WORK INSTRUCTIONS: Identify every line of the listing below that contains the word "hand" and copy each of those lines.

Items from a dataset
╔══

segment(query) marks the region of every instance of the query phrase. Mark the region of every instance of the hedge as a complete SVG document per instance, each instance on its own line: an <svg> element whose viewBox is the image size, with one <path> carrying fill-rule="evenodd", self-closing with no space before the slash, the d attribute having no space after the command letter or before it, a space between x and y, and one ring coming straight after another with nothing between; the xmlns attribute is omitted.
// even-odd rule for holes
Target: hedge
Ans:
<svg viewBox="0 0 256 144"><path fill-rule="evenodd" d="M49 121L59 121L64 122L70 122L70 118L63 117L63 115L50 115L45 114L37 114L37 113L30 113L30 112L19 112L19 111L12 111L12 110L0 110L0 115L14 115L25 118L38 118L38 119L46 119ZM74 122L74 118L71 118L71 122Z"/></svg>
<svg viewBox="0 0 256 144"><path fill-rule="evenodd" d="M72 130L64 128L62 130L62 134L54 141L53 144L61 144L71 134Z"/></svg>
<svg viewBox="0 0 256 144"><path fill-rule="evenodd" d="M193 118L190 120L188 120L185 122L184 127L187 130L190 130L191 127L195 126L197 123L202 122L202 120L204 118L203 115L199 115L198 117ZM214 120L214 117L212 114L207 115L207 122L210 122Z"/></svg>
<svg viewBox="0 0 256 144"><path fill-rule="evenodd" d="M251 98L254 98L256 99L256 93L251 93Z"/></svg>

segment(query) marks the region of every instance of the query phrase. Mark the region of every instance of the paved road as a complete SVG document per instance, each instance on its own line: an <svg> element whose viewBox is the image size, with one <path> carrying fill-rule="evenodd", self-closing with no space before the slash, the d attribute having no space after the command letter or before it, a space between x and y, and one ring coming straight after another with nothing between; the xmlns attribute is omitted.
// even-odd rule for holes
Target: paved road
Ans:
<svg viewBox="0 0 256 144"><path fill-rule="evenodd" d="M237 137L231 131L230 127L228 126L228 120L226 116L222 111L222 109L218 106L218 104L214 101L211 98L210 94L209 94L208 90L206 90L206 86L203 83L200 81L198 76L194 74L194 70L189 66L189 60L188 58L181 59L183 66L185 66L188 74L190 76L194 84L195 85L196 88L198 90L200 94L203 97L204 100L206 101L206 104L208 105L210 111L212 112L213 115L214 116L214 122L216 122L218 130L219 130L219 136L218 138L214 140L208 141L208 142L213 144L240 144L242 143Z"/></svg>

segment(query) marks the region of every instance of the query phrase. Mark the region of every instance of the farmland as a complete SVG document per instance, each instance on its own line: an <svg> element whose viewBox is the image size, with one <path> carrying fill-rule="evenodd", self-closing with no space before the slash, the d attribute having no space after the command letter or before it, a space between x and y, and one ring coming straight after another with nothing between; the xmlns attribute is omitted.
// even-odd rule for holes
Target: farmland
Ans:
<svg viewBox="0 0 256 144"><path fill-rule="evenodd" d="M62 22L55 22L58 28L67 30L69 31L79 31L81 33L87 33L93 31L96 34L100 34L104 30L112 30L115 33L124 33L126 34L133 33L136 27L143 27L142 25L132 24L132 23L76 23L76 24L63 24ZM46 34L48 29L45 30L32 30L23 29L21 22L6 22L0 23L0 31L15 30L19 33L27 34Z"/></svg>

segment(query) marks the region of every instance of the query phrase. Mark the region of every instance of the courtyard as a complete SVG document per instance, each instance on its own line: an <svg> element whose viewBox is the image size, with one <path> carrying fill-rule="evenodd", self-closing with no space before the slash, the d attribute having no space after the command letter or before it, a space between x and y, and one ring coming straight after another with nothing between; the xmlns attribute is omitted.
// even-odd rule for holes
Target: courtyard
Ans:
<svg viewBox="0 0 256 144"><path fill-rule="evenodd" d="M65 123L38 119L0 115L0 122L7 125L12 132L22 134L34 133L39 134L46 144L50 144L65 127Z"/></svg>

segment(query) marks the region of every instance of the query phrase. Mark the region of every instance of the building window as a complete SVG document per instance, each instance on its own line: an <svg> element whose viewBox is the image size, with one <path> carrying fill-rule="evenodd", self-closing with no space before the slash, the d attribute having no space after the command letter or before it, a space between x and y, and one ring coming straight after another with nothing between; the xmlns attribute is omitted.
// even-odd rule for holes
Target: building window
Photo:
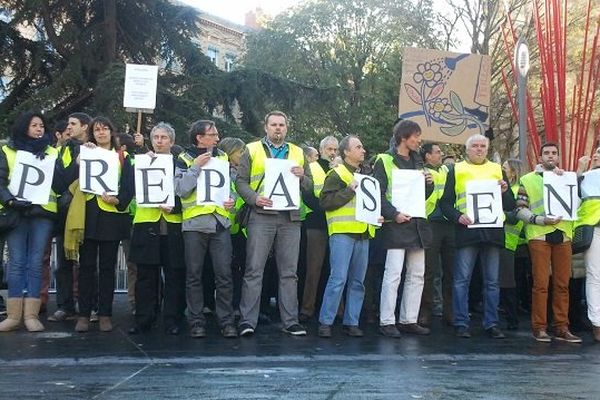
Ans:
<svg viewBox="0 0 600 400"><path fill-rule="evenodd" d="M225 55L225 71L231 72L233 71L235 63L235 56L233 54Z"/></svg>
<svg viewBox="0 0 600 400"><path fill-rule="evenodd" d="M217 56L219 55L219 51L214 47L209 47L206 51L206 55L210 58L210 62L217 65Z"/></svg>

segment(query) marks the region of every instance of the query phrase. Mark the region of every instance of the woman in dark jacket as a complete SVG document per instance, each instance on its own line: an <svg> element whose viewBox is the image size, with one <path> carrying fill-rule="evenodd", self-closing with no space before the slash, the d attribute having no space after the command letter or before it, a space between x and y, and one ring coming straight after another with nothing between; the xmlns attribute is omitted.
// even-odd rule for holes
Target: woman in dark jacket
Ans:
<svg viewBox="0 0 600 400"><path fill-rule="evenodd" d="M18 151L32 153L39 159L56 157L56 150L50 146L50 136L44 127L42 114L27 112L21 115L13 126L9 144L0 151L0 208L19 214L18 225L6 238L9 253L8 317L0 324L0 332L18 329L23 315L28 331L44 330L38 319L42 259L56 217L56 194L51 191L46 204L33 205L22 197L17 198L8 189ZM56 189L55 185L53 189Z"/></svg>
<svg viewBox="0 0 600 400"><path fill-rule="evenodd" d="M98 268L98 320L102 332L112 330L112 303L115 289L115 266L119 242L128 239L131 230L129 203L133 198L133 165L126 152L118 151L116 132L105 117L94 118L88 127L84 146L100 147L119 153L119 189L116 196L86 194L85 232L79 247L79 317L75 331L87 332L96 291ZM79 164L79 157L76 160ZM71 204L71 207L73 204Z"/></svg>
<svg viewBox="0 0 600 400"><path fill-rule="evenodd" d="M389 337L400 337L399 330L427 335L429 329L417 324L417 318L424 284L424 249L431 242L431 229L427 219L406 215L391 203L392 171L423 168L423 160L417 152L421 143L421 128L412 121L400 121L394 126L392 140L395 147L379 155L374 167L374 176L381 185L381 214L386 220L381 232L387 255L381 286L380 331ZM423 173L426 178L425 198L427 198L433 191L433 180L431 174ZM405 258L406 278L396 325L398 287Z"/></svg>

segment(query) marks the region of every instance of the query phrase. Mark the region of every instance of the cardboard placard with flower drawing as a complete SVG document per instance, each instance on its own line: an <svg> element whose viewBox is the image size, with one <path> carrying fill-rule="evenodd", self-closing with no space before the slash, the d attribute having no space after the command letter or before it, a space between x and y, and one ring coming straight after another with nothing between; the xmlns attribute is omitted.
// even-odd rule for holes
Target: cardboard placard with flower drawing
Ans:
<svg viewBox="0 0 600 400"><path fill-rule="evenodd" d="M488 129L489 108L489 56L404 49L398 114L423 140L464 144Z"/></svg>

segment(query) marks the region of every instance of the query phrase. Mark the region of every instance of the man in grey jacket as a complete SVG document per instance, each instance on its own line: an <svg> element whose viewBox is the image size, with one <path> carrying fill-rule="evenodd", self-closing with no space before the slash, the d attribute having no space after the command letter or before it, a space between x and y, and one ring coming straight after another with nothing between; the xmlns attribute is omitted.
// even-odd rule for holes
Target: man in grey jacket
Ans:
<svg viewBox="0 0 600 400"><path fill-rule="evenodd" d="M306 329L298 323L298 254L300 251L300 212L299 210L265 210L273 202L264 193L263 178L267 158L289 159L295 162L291 172L300 178L303 192L313 190L312 176L302 149L286 142L287 116L273 111L265 117L266 136L249 143L242 156L236 178L237 192L251 212L248 221L248 242L246 247L246 272L242 282L240 301L241 336L254 333L260 310L260 294L265 263L274 248L279 276L279 313L283 332L295 336L306 335Z"/></svg>

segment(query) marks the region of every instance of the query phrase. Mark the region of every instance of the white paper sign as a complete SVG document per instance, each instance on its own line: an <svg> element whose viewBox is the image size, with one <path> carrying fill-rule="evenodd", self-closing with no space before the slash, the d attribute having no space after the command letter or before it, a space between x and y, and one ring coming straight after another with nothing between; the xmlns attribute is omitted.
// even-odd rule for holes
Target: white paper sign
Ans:
<svg viewBox="0 0 600 400"><path fill-rule="evenodd" d="M265 160L264 196L273 201L265 210L298 210L300 208L300 178L292 174L297 167L292 160L267 158Z"/></svg>
<svg viewBox="0 0 600 400"><path fill-rule="evenodd" d="M585 199L600 196L600 168L588 171L583 176L583 181L581 181L581 197Z"/></svg>
<svg viewBox="0 0 600 400"><path fill-rule="evenodd" d="M175 206L173 156L146 154L135 156L135 201L137 207Z"/></svg>
<svg viewBox="0 0 600 400"><path fill-rule="evenodd" d="M557 175L544 171L545 214L562 217L565 221L575 221L578 208L577 174L565 171L562 175Z"/></svg>
<svg viewBox="0 0 600 400"><path fill-rule="evenodd" d="M102 195L119 193L119 155L116 151L80 146L79 189Z"/></svg>
<svg viewBox="0 0 600 400"><path fill-rule="evenodd" d="M372 176L354 174L358 182L356 187L356 214L357 221L381 226L381 188L379 181Z"/></svg>
<svg viewBox="0 0 600 400"><path fill-rule="evenodd" d="M198 176L196 204L223 206L231 196L230 191L229 162L211 158L202 167Z"/></svg>
<svg viewBox="0 0 600 400"><path fill-rule="evenodd" d="M154 109L157 83L158 66L126 64L123 107Z"/></svg>
<svg viewBox="0 0 600 400"><path fill-rule="evenodd" d="M410 217L426 218L425 175L414 169L392 170L392 205Z"/></svg>
<svg viewBox="0 0 600 400"><path fill-rule="evenodd" d="M18 199L28 200L33 204L48 204L55 162L55 156L46 156L40 160L28 151L18 150L8 190Z"/></svg>
<svg viewBox="0 0 600 400"><path fill-rule="evenodd" d="M504 225L502 190L497 180L468 181L466 195L467 216L473 221L469 228L501 228Z"/></svg>

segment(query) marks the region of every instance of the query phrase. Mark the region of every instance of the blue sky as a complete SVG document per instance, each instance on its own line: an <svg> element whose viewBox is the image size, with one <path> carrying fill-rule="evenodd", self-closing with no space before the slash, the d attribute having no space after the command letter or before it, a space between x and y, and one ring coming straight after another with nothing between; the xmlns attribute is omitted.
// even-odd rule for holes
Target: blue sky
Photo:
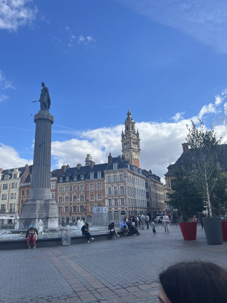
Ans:
<svg viewBox="0 0 227 303"><path fill-rule="evenodd" d="M129 106L142 168L162 177L189 119L225 135L225 1L0 0L0 167L32 162L43 81L53 168L120 155Z"/></svg>

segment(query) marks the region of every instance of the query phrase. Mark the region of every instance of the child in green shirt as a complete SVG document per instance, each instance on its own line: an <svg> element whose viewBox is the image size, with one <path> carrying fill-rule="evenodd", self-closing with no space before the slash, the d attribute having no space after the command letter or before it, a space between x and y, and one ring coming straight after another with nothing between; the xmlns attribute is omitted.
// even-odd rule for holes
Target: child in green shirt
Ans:
<svg viewBox="0 0 227 303"><path fill-rule="evenodd" d="M157 233L155 230L155 228L157 227L158 226L157 225L156 225L153 222L152 222L151 223L151 226L152 228L152 230L153 231L153 233L154 235L154 233L155 233L155 234L157 234Z"/></svg>

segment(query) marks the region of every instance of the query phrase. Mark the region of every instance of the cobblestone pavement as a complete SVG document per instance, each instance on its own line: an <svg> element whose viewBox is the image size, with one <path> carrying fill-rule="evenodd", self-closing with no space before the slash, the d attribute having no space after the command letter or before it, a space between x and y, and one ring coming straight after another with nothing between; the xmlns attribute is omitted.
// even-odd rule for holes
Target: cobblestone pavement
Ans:
<svg viewBox="0 0 227 303"><path fill-rule="evenodd" d="M150 303L158 301L159 273L182 261L214 262L227 268L227 243L184 241L179 227L161 224L140 235L90 243L2 251L0 302ZM25 239L25 247L26 247Z"/></svg>

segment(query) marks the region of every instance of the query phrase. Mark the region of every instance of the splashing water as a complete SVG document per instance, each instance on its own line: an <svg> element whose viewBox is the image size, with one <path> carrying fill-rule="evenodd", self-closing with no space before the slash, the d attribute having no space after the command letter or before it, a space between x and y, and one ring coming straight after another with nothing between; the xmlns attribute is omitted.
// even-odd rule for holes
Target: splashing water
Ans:
<svg viewBox="0 0 227 303"><path fill-rule="evenodd" d="M38 235L41 235L43 232L43 221L40 219L38 223Z"/></svg>

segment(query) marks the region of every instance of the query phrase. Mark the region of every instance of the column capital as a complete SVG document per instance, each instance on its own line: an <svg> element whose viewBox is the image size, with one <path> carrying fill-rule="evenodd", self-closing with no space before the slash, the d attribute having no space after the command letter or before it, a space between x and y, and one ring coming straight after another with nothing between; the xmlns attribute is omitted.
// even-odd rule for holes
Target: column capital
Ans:
<svg viewBox="0 0 227 303"><path fill-rule="evenodd" d="M34 122L36 123L38 121L46 121L51 122L51 124L54 123L54 117L50 113L49 111L44 110L39 111L34 117Z"/></svg>

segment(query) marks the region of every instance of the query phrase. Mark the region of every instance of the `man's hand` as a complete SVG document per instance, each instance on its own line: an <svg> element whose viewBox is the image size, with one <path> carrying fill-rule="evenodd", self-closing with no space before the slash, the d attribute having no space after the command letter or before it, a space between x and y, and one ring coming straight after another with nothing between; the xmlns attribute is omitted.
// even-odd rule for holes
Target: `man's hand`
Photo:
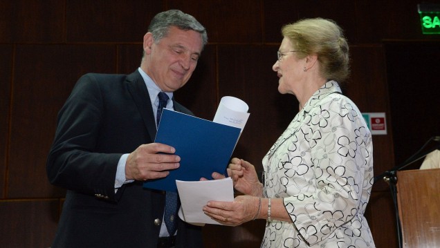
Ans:
<svg viewBox="0 0 440 248"><path fill-rule="evenodd" d="M166 177L168 171L180 166L181 158L174 155L175 152L174 147L164 144L140 145L127 159L126 180L145 181Z"/></svg>

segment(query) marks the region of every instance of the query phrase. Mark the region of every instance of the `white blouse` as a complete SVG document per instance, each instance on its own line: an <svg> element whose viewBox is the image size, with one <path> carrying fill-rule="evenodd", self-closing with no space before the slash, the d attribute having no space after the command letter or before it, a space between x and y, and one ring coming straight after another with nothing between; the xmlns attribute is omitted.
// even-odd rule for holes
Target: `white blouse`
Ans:
<svg viewBox="0 0 440 248"><path fill-rule="evenodd" d="M330 81L263 159L264 193L282 198L293 223L266 223L262 247L374 247L363 214L373 182L372 135Z"/></svg>

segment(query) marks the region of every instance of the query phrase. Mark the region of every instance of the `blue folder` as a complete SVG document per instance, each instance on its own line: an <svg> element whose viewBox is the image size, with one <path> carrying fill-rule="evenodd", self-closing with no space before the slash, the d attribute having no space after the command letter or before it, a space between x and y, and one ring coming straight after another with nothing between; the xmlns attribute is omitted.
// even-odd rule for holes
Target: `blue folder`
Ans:
<svg viewBox="0 0 440 248"><path fill-rule="evenodd" d="M239 135L239 128L164 108L155 142L174 147L181 166L166 178L146 181L144 188L177 191L176 180L199 181L224 173Z"/></svg>

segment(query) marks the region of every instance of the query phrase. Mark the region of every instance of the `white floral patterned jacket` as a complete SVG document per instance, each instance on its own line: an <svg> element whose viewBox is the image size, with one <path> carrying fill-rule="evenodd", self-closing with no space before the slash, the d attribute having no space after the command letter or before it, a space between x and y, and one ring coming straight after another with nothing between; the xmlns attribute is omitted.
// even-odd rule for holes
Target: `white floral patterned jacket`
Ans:
<svg viewBox="0 0 440 248"><path fill-rule="evenodd" d="M282 198L293 223L266 223L262 247L374 247L363 214L373 182L372 135L330 81L263 159L264 194Z"/></svg>

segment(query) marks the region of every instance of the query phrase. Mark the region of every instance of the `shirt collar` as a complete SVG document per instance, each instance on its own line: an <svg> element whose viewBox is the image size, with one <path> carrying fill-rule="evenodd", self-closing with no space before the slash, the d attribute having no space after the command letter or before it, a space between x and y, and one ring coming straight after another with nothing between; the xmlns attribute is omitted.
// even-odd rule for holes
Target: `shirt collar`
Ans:
<svg viewBox="0 0 440 248"><path fill-rule="evenodd" d="M147 73L145 73L140 67L138 68L139 73L142 76L142 78L144 79L145 82L145 85L147 86L147 88L148 89L148 94L149 95L149 99L152 101L152 104L154 105L155 102L156 102L157 94L159 92L162 91L161 88L154 83L154 82L149 77ZM170 99L173 99L173 93L172 92L165 92L165 93L168 95ZM172 101L169 101L172 102ZM157 104L156 104L157 105Z"/></svg>

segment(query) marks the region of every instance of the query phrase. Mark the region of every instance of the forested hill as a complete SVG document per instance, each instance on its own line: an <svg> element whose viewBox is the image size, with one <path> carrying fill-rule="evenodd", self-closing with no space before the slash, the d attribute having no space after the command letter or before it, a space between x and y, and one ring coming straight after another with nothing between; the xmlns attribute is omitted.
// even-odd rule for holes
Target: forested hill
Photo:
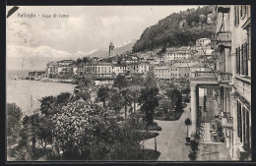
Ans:
<svg viewBox="0 0 256 166"><path fill-rule="evenodd" d="M144 30L133 51L194 45L199 38L210 38L215 31L214 15L209 15L213 9L214 6L205 6L167 16Z"/></svg>

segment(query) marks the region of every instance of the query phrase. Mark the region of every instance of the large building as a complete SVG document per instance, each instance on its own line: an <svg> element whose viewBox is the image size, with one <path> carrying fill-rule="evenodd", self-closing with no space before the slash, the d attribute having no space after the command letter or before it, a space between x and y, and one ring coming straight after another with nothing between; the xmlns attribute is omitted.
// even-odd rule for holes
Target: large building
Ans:
<svg viewBox="0 0 256 166"><path fill-rule="evenodd" d="M54 61L47 63L45 73L48 78L56 78L58 76L58 63Z"/></svg>
<svg viewBox="0 0 256 166"><path fill-rule="evenodd" d="M114 44L111 41L109 44L109 57L113 57L114 56Z"/></svg>
<svg viewBox="0 0 256 166"><path fill-rule="evenodd" d="M218 5L217 71L191 73L190 134L198 133L198 88L214 88L225 148L232 160L251 158L251 13L249 5ZM210 132L210 131L207 131ZM212 133L213 134L213 133ZM218 134L218 136L220 133Z"/></svg>
<svg viewBox="0 0 256 166"><path fill-rule="evenodd" d="M112 65L110 63L85 64L84 76L86 78L111 78Z"/></svg>
<svg viewBox="0 0 256 166"><path fill-rule="evenodd" d="M150 65L147 63L129 64L129 74L143 74L150 71Z"/></svg>
<svg viewBox="0 0 256 166"><path fill-rule="evenodd" d="M128 66L125 64L116 64L112 65L112 72L113 75L117 76L119 74L126 74L128 72Z"/></svg>

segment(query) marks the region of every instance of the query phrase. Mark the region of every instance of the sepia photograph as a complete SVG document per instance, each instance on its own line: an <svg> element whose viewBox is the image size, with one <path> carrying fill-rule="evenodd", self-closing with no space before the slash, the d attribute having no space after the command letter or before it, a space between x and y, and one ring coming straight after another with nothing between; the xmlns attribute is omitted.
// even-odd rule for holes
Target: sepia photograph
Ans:
<svg viewBox="0 0 256 166"><path fill-rule="evenodd" d="M6 6L6 162L251 161L251 6Z"/></svg>

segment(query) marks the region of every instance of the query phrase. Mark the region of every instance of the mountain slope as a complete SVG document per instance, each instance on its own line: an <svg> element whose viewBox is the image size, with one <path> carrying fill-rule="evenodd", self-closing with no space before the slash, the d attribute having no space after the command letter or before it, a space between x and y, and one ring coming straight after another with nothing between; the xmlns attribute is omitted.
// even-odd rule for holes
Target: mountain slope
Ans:
<svg viewBox="0 0 256 166"><path fill-rule="evenodd" d="M133 51L195 44L196 39L211 37L215 31L213 6L173 13L147 28L134 44ZM210 15L209 15L210 14Z"/></svg>

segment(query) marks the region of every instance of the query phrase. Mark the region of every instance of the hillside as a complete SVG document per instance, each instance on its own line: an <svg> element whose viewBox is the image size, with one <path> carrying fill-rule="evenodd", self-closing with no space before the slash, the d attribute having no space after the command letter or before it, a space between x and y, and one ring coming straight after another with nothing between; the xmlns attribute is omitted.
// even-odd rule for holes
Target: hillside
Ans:
<svg viewBox="0 0 256 166"><path fill-rule="evenodd" d="M167 16L144 30L133 51L194 45L199 38L210 38L215 31L215 18L209 15L213 7L187 9Z"/></svg>

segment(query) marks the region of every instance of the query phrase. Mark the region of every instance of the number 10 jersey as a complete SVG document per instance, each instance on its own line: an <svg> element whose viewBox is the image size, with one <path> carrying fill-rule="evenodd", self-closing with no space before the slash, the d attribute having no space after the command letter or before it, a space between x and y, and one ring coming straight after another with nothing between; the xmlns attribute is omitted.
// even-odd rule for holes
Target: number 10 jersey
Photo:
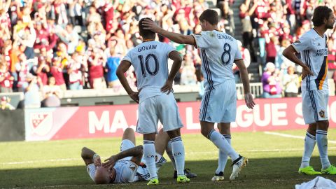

╚══

PROBLEM SOLUTION:
segment(query) marks the region of every instance of the query phrase. Mark the region of every instance of the `man's hand` as a complete SVG document per instance, each instance on its own line: an <svg> element whose viewBox is the image size, with one <path> carrying fill-rule="evenodd", self-closing with no space before the slash, the d attribute having no space after the command letter or before it, a space between x and y, and one ring coming straight after another with nothing between; the xmlns attribute is omitted.
Target: `man's hand`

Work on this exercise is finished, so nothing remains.